>> begin Supplied material

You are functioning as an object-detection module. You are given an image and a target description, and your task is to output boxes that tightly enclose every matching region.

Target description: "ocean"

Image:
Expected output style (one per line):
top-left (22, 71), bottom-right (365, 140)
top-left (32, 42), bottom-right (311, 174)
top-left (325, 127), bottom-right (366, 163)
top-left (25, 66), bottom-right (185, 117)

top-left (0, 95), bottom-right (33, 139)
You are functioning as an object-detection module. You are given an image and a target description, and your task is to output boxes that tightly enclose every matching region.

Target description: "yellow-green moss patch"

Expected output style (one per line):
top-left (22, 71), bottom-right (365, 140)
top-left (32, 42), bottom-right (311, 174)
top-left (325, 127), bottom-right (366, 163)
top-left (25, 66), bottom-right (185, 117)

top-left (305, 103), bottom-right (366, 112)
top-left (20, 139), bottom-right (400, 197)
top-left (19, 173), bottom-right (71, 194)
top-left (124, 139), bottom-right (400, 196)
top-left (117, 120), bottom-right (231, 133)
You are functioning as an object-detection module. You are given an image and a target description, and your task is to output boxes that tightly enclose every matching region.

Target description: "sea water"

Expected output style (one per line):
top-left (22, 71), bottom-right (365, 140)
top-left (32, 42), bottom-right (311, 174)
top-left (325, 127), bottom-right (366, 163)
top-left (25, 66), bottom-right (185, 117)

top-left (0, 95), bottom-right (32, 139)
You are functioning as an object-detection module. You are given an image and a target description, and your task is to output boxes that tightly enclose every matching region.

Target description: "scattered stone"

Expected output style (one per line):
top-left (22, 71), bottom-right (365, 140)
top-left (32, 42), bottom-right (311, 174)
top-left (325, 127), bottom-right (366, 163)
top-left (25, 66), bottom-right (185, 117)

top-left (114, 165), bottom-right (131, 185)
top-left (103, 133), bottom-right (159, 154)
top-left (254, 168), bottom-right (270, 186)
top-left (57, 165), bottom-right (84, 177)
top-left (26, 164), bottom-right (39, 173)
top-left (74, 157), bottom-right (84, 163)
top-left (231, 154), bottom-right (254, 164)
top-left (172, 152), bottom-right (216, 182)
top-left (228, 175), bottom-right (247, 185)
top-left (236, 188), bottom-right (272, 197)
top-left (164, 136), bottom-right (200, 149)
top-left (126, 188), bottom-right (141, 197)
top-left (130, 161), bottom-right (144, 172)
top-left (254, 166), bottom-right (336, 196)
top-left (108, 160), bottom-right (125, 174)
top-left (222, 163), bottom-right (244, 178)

>> end Supplied material

The problem = Can you write out the stretch from the start of the records through the line containing "top-left (0, 95), bottom-right (33, 139)", both ends included and requests too, shifting every bounding-box coordinate in the answers up by 6 while leaving the numbers in the requests and their sample output lines unchanged?

Reply to the task =
You are functioning as an object-detection module. You are given an image and a target description, and your task is to output boxes that tightly enclose every matching region.

Target description: "ocean"

Image:
Expected output style (one per line):
top-left (22, 71), bottom-right (365, 140)
top-left (32, 42), bottom-right (311, 174)
top-left (325, 127), bottom-right (366, 163)
top-left (25, 66), bottom-right (185, 117)

top-left (6, 101), bottom-right (39, 145)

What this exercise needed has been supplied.